# Ziel der Übung:
Schreibe den Lesetext von „Eine Orthoptistin, die“ bis einschließlich „und Ärzte bundesweit.“ neu. Ersetze dabei „Orthoptistin“ durch „Augenärztin“.

───── Lesetext

Leonberg Eine Augenklappe für Kaan

Taner Erdogans Sohn Kaan schielt und braucht ein Klebepflaster für sein Auge. Doch er reagiert allergisch drauf. Sein Vater hat eine Idee.
Leonberg - Kaan trägt inzwischen nur noch eine Brille. Die Behandlung bei ihm ist seit einem Jahr abgeschlossen,“ sagt sein Vater Taner Erdogan. Der heute achtjährige Kaan hat mit drei Jahren eine Sehschwäche bekommen und musste ein Pflaster auf einem Auge tragen, damit er nicht anfängt zu schielen. „Sein – ich nenne es mal faules – Auge sollte wieder lernen zu sehen. Das gesunde Auge wurde abgeklebt“, erklärt sein Vater die damalige Situation. Doch Kaans Auge reagierte sehr empfindlich auf den Pflasterkleber. „Es war kein angenehmes Gefühl“, beschreibt es Kaan. Taner Erdogan war besorgt um die allergische Reaktion seines Sohnes und entwickelte einen adäquaten Stoff, den man auf die Brille von Kaan aufsetzen kann, als Ersatz für das Klebepflaster.
Eine Orthoptistin, die untersuchen sollte, ob diese Idee überhaupt medizinisch geeignet ist, ermutigte Kaans Vater, mehr aus der Idee zu machen. „Ich hatte anfangs überhaupt kein Geschäftsmodell geplant, es war eher aus der Not heraus“, erklärt Erdogan. Er wollte nur, dass es seinem Sohn besser ging. Taner Erdogan entwickelt seine Idee weiter. Insgesamt wurden im ersten Verkaufsjahr nur sieben „Kaans Patch“-Stücke verkauft. Um mehr Aufmerksamkeit für sein Produkt zu erhalten, fährt Taner Erdogan drei- bis viermal im Jahr auf Messen, um sein Produkt zu bewerben. Ganz wichtig ist hier die Jahrestagung des BOD (Berufsverband Orthoptik Deutschland): „Die sind neben Optikern meine Zielgruppe.“ Aktuell gehen 99 Prozent aller Verkäufe an Apotheken und Ärzte bundesweit.

──────────
───── Die Daten

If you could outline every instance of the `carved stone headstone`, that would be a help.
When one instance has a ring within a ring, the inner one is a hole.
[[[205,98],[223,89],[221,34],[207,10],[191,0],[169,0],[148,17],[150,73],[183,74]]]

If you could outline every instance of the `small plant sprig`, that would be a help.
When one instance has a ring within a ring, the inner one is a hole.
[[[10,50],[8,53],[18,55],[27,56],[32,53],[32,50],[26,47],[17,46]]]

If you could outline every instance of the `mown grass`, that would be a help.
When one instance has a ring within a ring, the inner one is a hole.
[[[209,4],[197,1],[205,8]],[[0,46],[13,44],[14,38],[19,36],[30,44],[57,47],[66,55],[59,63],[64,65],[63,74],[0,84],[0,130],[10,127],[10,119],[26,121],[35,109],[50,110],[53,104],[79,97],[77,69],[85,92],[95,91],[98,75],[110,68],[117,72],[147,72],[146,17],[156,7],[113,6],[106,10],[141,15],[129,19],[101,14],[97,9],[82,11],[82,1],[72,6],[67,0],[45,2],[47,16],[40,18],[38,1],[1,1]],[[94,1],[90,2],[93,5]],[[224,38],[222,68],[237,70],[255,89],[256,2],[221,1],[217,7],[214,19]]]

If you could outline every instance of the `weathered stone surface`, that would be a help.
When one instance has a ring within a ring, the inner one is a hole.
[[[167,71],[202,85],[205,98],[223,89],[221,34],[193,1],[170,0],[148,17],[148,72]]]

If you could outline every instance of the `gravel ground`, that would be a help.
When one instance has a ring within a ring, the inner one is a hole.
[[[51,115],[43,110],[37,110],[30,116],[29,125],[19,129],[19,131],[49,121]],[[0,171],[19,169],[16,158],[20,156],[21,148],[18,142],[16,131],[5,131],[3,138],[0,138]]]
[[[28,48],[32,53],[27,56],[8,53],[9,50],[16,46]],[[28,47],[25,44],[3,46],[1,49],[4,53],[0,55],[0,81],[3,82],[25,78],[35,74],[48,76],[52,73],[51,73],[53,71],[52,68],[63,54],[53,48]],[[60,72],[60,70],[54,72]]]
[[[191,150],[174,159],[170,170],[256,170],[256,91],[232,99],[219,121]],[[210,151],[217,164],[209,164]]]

──────────

# Gelöste Übung:
Eine Augenärztin, die untersuchen sollte, ob diese Idee überhaupt medizinisch geeignet ist, ermutigte Kaans Vater, mehr aus der Idee zu machen. „Ich hatte anfangs überhaupt kein Geschäftsmodell geplant, es war eher aus der Not heraus“, erklärt Erdogan. Er wollte nur, dass es seinem Sohn besser ging. Taner Erdogan entwickelt seine Idee weiter. Insgesamt wurden im ersten Verkaufsjahr nur sieben „Kaans Patch“-Stücke verkauft. Um mehr Aufmerksamkeit für sein Produkt zu erhalten, fährt Taner Erdogan drei- bis viermal im Jahr auf Messen, um sein Produkt zu bewerben. Ganz wichtig ist hier die Jahrestagung des BOD (Berufsverband Orthoptik Deutschland): „Die sind neben Optikern meine Zielgruppe.“ Aktuell gehen 99 Prozent aller Verkäufe an Apotheken und Ärzte bundesweit.